━━ Page excerpt

It should be mentioned that in the case of undirected graphs, we can distinguished only two kinds of edges: edges belonging to the depth-first forest and those which don't belong to it. Let us see Figure. A.1: (a) represents the steps of the DFS, where each vertex u is labeled by its d[u]/d[f], and (b) represents the depth-first forest (bold arrows) and the classification of arcs.

The complexity of Algorithm 5 is in O(n + m). This algorithm can serve to enumerate a basis of cycles and paths of G. In addition, in the case of graph without cycles, one can establish the topological sort by exploiting the values of f. Furthermore, the DFS allows a cycle detection and it can be used to enumerate the strongly connected components of a graph ....



Figure A.1: DFS Properties

## A.2 Maximal-weight Paths

In the problem of finding paths of maximal weights <sup>32</sup> (for brevity we use longest-paths) in a graph [30] we are given a directed graph G = (V, E, w), where V is a set of n vertices and E a set of arcs with a weight function  $w : E \to \mathcal{Z}$  which affects each arc (i, j) by a real value –weight–w(i, j). The weight of path  $P = [v_0, v_1, \ldots, v_k)$  is the sum of the weights of its constituent edges:  $w(P) = \sum_{i=1}^{k} w(v_{i-1}, v_i)$ . We define the path of maximal weight from u to v by:

$$\Delta(u,v) = \begin{cases} \max_p w(p) : u \stackrel{p}{\leadsto} v & \text{if there are paths from } u \text{ to } v \\ +\infty & else \end{cases}$$

In the literature, we can distinguished two kinds of algorithms resolving this problem according to what we consider: 1/ searching paths of maximal weight from a given vertex s -called source- to all the others, the problem is called "Single-source longest-paths problem" or 2/ searching paths of maximal weights from u to v for every pair of vertices u and v, the problem is called "All-pairs longest-paths problem".

━━━━
━━ Records

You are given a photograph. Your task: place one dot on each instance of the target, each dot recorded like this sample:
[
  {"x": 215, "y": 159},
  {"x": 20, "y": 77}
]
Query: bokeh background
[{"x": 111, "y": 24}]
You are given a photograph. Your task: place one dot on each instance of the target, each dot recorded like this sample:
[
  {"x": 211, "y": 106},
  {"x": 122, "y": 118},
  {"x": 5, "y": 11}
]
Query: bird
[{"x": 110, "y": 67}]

━━━━
━━ Records

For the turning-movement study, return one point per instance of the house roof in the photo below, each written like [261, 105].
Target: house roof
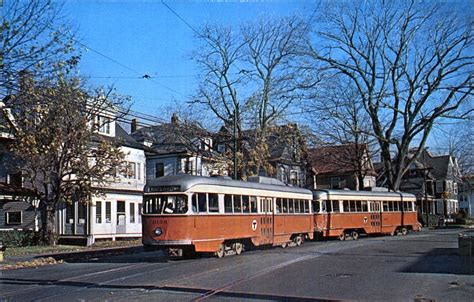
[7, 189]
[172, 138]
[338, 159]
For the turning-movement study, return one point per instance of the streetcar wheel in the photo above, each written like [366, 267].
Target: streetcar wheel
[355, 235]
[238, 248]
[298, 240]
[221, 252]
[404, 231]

━━━━

**Instructions to follow**: Write the next part of the passage on graph search and longest paths, starting right after its final sentence. These entries have no connection to the passage on graph search and longest paths.

**Task output**:
#### A.2.1 Relaxation Technique

First, let us explain the relaxation technique that is used in both algorithms, described in what follow, which finds paths of maximal weight from a given source s to all the others.

In this technique, for each vertex  $v \in V$ , we maintain an attribute d[v], which is an upper bound on the weight of a longest-path from source s to v. We call d[v] the "estimate of the path of maximal weight". We initialize the estimate paths of maximal weight by  $d[v] = -\infty$  for each v. We define  $\pi(v)$  the predecessor of vertex v for which d[v] has been updated for the last time.

| <b>RELAX</b> $(u, v, w)$          |
|-----------------------------------|
| if $d[v] < d[u]$ then             |
| $d[v] \leftarrow d[u] + w(u, v);$ |
| $\pi(v) \leftarrow u;$            |
| $\operatorname{end}$              |

<sup>&</sup>lt;sup>32</sup>In the literature, these algorithms are often presented as finding paths of minimal weight. This is the same, one just have to change the weight signs. Our explanations are based on maximal-weight paths.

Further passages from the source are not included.